### Data provided ###
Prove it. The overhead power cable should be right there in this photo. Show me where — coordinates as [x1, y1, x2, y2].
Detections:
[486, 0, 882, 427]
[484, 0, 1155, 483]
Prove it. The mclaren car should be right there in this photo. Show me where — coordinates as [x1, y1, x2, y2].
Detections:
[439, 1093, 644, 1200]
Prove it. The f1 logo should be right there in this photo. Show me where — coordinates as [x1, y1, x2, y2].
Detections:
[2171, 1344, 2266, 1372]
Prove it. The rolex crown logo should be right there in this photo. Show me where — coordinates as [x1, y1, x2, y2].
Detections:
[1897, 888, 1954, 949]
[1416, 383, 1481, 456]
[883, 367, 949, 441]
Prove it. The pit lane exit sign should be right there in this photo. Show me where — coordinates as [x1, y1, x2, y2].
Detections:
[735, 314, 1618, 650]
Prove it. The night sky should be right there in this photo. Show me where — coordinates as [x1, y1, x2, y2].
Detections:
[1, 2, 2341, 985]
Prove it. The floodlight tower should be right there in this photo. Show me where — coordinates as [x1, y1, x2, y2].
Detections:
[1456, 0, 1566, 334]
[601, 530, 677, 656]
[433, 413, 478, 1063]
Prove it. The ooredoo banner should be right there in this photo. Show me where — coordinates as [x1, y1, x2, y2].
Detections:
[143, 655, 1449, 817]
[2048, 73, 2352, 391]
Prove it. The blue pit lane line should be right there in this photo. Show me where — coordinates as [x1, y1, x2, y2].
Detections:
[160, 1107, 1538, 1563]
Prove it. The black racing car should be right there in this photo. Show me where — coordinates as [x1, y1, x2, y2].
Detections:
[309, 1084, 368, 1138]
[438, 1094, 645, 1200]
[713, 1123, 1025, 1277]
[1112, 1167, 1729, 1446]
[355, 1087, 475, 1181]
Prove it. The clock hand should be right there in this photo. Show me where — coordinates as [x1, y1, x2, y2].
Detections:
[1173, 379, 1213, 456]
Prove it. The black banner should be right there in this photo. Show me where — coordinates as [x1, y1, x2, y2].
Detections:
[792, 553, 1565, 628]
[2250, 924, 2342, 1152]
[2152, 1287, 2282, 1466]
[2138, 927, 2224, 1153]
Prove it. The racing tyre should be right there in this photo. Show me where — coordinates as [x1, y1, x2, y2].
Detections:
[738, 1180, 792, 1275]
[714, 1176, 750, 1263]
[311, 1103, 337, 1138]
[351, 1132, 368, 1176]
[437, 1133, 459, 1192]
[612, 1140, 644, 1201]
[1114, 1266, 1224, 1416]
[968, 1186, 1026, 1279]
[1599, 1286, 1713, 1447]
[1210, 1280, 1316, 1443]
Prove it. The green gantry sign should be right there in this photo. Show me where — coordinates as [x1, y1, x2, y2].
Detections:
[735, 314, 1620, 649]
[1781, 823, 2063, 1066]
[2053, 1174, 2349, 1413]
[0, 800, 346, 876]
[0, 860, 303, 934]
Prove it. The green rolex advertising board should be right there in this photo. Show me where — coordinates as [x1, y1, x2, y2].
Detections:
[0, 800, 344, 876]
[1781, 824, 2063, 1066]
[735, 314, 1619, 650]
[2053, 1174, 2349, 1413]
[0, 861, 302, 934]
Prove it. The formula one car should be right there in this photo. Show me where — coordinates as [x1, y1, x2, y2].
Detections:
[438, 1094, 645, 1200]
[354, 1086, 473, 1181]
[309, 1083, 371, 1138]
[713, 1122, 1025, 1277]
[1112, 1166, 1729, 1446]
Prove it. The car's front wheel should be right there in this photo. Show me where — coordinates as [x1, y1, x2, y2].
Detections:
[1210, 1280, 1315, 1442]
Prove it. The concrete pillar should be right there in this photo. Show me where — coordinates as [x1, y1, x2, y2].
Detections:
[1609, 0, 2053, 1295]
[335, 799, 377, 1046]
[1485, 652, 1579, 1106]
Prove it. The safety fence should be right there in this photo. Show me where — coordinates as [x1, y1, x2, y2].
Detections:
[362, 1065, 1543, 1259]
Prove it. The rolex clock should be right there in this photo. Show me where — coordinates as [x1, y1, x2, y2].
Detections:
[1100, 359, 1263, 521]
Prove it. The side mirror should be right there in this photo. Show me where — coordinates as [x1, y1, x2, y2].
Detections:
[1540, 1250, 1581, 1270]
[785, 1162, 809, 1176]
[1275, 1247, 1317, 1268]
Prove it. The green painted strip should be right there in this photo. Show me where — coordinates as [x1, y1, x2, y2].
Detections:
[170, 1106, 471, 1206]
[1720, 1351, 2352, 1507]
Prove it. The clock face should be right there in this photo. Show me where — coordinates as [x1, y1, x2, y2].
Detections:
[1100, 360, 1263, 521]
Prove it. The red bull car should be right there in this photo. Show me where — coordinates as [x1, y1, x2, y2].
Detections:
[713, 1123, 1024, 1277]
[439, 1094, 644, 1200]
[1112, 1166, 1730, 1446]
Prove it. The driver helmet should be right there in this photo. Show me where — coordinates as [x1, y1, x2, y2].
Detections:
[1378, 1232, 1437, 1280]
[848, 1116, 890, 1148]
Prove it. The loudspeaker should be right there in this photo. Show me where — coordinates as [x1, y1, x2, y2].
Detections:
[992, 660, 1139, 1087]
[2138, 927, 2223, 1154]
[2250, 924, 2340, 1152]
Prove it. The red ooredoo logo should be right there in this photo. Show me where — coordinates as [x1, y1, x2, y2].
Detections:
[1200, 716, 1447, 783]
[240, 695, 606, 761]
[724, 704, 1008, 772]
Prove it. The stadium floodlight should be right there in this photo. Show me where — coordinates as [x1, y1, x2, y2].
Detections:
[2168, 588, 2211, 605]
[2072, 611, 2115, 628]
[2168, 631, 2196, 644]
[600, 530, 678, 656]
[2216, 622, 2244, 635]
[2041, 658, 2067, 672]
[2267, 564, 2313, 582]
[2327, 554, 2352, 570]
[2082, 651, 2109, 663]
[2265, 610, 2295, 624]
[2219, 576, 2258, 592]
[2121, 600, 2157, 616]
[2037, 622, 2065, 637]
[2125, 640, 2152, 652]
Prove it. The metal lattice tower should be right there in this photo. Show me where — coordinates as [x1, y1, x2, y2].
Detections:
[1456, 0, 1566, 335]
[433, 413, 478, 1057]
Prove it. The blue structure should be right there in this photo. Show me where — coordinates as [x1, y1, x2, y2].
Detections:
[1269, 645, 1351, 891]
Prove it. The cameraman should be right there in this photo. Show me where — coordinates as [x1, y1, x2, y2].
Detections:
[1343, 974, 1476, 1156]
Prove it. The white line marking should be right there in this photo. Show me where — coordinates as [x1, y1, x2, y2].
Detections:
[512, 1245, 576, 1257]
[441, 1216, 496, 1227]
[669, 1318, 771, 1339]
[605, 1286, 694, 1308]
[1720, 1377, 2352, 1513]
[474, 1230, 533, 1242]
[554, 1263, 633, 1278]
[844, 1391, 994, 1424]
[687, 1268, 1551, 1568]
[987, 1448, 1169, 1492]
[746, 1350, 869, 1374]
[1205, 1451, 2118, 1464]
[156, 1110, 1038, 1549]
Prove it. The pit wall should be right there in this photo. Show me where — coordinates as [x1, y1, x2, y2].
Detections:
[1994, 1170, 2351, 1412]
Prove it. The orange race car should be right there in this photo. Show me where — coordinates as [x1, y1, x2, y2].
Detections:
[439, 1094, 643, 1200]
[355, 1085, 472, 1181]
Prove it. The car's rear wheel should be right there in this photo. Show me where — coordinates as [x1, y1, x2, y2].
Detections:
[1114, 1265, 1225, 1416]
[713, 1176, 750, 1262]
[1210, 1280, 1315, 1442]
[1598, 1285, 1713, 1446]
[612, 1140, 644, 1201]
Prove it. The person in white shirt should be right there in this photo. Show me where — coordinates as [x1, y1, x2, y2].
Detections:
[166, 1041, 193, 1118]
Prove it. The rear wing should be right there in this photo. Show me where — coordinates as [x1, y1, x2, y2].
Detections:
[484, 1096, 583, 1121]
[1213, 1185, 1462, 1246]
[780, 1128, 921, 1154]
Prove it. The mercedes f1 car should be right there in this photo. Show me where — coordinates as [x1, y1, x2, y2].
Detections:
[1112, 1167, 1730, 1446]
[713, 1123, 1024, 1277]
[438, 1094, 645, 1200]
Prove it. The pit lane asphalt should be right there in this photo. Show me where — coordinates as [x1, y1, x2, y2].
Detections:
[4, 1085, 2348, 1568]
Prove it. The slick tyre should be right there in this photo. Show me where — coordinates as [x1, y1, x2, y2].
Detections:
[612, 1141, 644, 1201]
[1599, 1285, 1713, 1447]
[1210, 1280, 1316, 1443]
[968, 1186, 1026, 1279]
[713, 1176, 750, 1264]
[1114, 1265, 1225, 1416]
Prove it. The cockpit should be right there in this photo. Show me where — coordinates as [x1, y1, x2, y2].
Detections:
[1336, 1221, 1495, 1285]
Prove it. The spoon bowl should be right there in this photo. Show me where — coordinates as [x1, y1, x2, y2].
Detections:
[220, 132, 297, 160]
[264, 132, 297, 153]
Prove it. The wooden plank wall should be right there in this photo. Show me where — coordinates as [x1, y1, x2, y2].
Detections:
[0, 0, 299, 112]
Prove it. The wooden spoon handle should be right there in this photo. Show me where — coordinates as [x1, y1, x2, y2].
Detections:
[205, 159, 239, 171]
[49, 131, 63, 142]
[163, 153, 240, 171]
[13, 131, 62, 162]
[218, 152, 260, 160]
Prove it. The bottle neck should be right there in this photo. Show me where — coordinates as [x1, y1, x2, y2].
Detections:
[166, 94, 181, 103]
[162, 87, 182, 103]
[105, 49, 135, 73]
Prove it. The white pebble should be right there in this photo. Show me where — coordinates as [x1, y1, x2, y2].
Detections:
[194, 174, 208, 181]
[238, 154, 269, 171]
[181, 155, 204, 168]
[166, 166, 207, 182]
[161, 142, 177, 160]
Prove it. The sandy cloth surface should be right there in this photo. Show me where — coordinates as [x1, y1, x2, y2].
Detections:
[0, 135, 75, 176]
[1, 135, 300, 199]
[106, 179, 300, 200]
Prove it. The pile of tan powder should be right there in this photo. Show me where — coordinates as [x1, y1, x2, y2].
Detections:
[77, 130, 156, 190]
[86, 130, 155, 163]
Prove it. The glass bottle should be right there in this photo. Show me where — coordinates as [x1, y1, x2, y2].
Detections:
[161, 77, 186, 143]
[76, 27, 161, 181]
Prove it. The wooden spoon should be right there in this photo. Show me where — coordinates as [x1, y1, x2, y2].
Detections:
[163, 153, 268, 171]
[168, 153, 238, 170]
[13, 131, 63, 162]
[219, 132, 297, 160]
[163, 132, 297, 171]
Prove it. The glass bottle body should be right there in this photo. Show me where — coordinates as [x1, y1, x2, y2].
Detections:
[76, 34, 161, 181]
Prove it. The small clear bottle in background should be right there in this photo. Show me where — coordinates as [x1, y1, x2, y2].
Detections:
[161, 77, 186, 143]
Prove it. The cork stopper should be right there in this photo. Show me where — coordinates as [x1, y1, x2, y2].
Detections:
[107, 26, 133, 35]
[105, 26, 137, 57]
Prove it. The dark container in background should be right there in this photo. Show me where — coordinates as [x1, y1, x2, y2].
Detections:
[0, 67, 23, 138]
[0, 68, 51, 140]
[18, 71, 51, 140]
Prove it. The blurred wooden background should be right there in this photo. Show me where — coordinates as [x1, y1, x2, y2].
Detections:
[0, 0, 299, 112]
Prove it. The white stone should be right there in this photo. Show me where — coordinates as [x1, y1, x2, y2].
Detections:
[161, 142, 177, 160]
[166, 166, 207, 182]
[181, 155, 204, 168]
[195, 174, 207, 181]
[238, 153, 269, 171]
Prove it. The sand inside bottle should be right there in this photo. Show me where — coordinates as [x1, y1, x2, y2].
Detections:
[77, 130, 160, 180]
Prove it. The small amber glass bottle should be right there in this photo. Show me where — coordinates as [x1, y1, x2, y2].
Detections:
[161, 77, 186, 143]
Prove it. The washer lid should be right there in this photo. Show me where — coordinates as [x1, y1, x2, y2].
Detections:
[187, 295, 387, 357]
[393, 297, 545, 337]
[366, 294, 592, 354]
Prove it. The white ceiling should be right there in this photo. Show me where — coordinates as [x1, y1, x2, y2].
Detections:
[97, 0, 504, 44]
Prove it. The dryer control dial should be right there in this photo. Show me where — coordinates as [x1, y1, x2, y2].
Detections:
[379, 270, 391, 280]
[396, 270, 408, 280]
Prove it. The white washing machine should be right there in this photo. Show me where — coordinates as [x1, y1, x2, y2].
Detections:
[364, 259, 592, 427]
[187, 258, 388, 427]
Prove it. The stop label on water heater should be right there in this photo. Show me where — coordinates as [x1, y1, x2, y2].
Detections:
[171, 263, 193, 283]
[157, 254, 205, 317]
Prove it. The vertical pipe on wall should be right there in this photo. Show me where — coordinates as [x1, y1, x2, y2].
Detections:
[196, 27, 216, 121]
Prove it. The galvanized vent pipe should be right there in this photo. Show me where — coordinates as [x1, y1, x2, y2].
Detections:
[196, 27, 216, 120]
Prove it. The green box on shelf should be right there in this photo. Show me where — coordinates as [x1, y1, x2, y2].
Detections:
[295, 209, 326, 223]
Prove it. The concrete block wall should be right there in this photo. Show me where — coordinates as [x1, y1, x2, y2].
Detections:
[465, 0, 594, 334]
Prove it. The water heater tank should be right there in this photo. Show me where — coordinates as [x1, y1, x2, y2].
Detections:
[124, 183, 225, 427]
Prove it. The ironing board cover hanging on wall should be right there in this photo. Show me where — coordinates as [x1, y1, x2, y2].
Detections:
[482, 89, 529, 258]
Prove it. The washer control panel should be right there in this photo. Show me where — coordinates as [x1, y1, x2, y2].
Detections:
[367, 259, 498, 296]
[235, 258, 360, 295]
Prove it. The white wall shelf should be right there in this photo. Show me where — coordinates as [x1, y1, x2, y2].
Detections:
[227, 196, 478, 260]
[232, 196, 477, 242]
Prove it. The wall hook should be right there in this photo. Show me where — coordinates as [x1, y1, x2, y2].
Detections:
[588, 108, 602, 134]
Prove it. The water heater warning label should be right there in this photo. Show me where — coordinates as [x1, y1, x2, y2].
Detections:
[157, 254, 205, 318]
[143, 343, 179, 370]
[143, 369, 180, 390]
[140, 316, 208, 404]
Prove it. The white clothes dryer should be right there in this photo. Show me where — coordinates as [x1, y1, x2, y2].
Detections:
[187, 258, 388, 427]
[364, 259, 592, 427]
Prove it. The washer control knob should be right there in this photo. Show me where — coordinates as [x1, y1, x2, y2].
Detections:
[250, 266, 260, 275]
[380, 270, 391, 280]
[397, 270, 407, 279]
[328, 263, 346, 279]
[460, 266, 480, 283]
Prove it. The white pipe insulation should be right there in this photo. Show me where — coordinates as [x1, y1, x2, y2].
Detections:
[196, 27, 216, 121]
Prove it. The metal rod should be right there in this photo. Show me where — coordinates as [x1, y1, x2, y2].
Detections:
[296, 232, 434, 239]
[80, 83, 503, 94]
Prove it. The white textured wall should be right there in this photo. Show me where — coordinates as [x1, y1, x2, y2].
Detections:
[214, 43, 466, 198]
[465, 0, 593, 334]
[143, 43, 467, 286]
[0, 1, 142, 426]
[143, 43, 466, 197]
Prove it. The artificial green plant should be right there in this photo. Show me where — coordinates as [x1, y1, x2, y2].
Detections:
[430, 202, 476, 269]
###
What to do: A single figure answers this: how many lines of the material hold "spoon".

Response for this exercise: 3